Differentiëren in Teams  
Ook op OBS Eestroom werd Teams ingezet om de leerlingen te ondersteunen. In groep 7/8 werken de kinderen bij bijvoorbeeld rekenen op verschillende niveaus en de leerkracht wilde ook tijdens het thuisonderwijs gedifferentieerd blijven werken. Dit deed hij door de groep na de klassikale start van de dag met behulp van Teams aan het werk te zetten. Vervolgens gebruikte hij zijn tijd om de groepjes leerlingen op hun eigen niveau instructie te geven. Hij nodigde de groepjes uit en kon vaak meteen aan de slag omdat de kinderen al op zijn uitleg zaten te wachten. De instructie werd soms gegeven doordat de leerkracht voor het schoolbord ging staan, een andere keer door het scherm te delen en met kinderen mee te kijken. Doordat tijdens het online werken de ruis van de hele groep ontbrak en er heel snel van instructiegroep gewisseld kon worden, lukte het om alle kinderen inhoudelijke instructie te geven. Een uitdaging die een leerkracht tijdens het fysiek werken met de hele groep niet altijd voor elkaar krijgt. En een manier om het online rekenprogramma Snappet betekenisvoller te maken. Het laatste deel van de ochtend benutte hij om de kinderen verder individueel te begeleiden. Soms om hen te motiveren om aan de slag te gaan, een andere keer om hen te ondersteunen in hun denken. Deze intensieve manier van begeleiden heeft er toe bijgedragen dat er veel meer contact is geweest tussen de leerkracht en de leerlingen dan in de reguliere klas. De leerkracht heeft hierdoor het gevoel dat hij beter zicht heeft op hun leerprocessen, waardoor hij zich zelfs afvraagt of de methodegebonden toetsen nog wel nodig zijn.

* [Opdrachten]
1/ Schrijf de tekst over differentiëren in Teams volledig en woord voor woord over.
2/ Geef alles van het begin van de items tot en met de regel met "159L254 152L236 151L228" opnieuw, maar zet "not required" in plaats van "optional" en laat de rest ongewijzigd. Laat de afbeeldingen weg.
De tekst en de items horen niet bij elkaar.

* [Datasetitems]
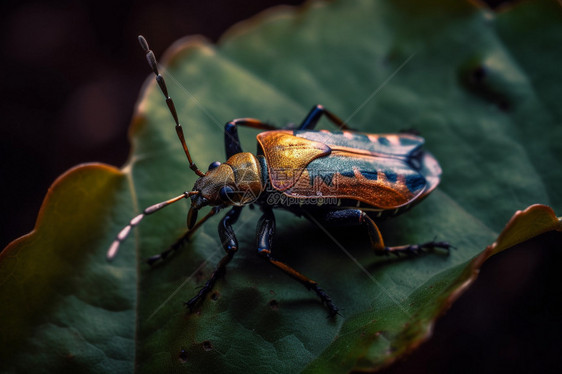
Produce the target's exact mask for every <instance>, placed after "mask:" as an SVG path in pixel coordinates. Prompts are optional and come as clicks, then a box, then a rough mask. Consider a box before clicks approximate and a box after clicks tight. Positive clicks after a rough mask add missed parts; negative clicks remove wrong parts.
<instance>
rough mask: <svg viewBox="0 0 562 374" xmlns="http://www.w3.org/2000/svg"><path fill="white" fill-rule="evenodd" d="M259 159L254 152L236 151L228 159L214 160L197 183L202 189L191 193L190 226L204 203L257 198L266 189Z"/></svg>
mask: <svg viewBox="0 0 562 374" xmlns="http://www.w3.org/2000/svg"><path fill="white" fill-rule="evenodd" d="M263 188H264V186H263V185H262V173H261V167H260V164H259V161H258V160H257V158H256V156H254V155H252V154H251V153H247V152H243V153H238V154H235V155H234V156H232V157H230V158H229V159H228V160H227V161H226V162H224V163H222V164H221V163H220V162H213V163H212V164H211V165H209V169H208V170H207V172H206V173H205V175H203V176H202V177H200V178H199V179H198V180H197V181H196V182H195V185H194V186H193V191H197V192H198V193H197V194H195V195H193V196H191V209H190V210H189V216H188V227H192V225H193V224H195V221H196V220H197V211H198V210H199V209H201V208H202V207H204V206H207V205H210V206H231V205H235V206H243V205H246V204H249V203H251V202H253V201H255V200H256V199H257V197H258V196H259V195H260V193H261V192H262V191H263Z"/></svg>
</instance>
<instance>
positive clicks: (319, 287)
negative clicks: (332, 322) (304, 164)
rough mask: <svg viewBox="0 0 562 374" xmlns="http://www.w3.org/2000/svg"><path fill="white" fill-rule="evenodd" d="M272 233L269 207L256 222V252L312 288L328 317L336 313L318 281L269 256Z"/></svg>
mask: <svg viewBox="0 0 562 374" xmlns="http://www.w3.org/2000/svg"><path fill="white" fill-rule="evenodd" d="M274 233H275V216H274V215H273V211H272V210H271V209H265V210H264V214H263V215H262V216H261V218H260V220H259V222H258V233H257V240H258V253H259V254H260V255H261V256H262V257H263V258H264V259H266V260H267V261H268V262H269V263H270V264H272V265H273V266H275V267H277V268H278V269H280V270H282V271H283V272H284V273H285V274H287V275H289V276H290V277H292V278H294V279H296V280H297V281H299V282H300V283H301V284H302V285H304V286H305V287H306V288H307V289H308V290H313V291H314V292H315V293H316V295H318V297H319V298H320V300H321V301H322V304H324V305H325V306H326V307H327V308H328V310H329V315H330V317H334V316H335V315H336V314H338V308H337V307H336V306H335V305H334V303H333V302H332V298H331V297H330V296H329V295H328V294H327V293H326V291H324V290H323V289H321V288H320V287H318V283H316V282H315V281H313V280H311V279H308V278H307V277H306V276H304V275H303V274H301V273H299V272H298V271H296V270H295V269H293V268H292V267H290V266H289V265H287V264H285V263H283V262H281V261H278V260H276V259H274V258H273V257H271V247H272V242H273V235H274Z"/></svg>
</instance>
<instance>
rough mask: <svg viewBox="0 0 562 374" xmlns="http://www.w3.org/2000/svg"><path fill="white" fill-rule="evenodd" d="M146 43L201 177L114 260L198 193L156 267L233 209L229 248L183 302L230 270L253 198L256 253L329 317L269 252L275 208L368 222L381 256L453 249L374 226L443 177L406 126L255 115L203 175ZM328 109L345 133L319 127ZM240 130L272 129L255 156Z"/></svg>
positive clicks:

* [Antwoorden]
1/
Differentiëren in Teams  
Ook op OBS Eestroom werd Teams ingezet om de leerlingen te ondersteunen. In groep 7/8 werken de kinderen bij bijvoorbeeld rekenen op verschillende niveaus en de leerkracht wilde ook tijdens het thuisonderwijs gedifferentieerd blijven werken. Dit deed hij door de groep na de klassikale start van de dag met behulp van Teams aan het werk te zetten. Vervolgens gebruikte hij zijn tijd om de groepjes leerlingen op hun eigen niveau instructie te geven. Hij nodigde de groepjes uit en kon vaak meteen aan de slag omdat de kinderen al op zijn uitleg zaten te wachten. De instructie werd soms gegeven doordat de leerkracht voor het schoolbord ging staan, een andere keer door het scherm te delen en met kinderen mee te kijken. Doordat tijdens het online werken de ruis van de hele groep ontbrak en er heel snel van instructiegroep gewisseld kon worden, lukte het om alle kinderen inhoudelijke instructie te geven. Een uitdaging die een leerkracht tijdens het fysiek werken met de hele groep niet altijd voor elkaar krijgt. En een manier om het online rekenprogramma Snappet betekenisvoller te maken. Het laatste deel van de ochtend benutte hij om de kinderen verder individueel te begeleiden. Soms om hen te motiveren om aan de slag te gaan, een andere keer om hen te ondersteunen in hun denken. Deze intensieve manier van begeleiden heeft er toe bijgedragen dat er veel meer contact is geweest tussen de leerkracht en de leerlingen dan in de reguliere klas. De leerkracht heeft hierdoor het gevoel dat hij beter zicht heeft op hun leerprocessen, waardoor hij zich zelfs afvraagt of de methodegebonden toetsen nog wel nodig zijn.

2/
Produce the target's exact mask for every <instance>, placed after "mask:" as an SVG path in pixel coordinates. Prompts are not required and come as clicks, then a box, then a rough mask. Consider a box before clicks approximate and a box after clicks tight. Positive clicks after a rough mask add missed parts; negative clicks remove wrong parts.
<instance>
rough mask: <svg viewBox="0 0 562 374" xmlns="http://www.w3.org/2000/svg"><path fill="white" fill-rule="evenodd" d="M259 159L254 152L236 151L228 159L214 160L197 183L202 189L191 193L190 226L204 203L257 198L266 189Z"/></svg>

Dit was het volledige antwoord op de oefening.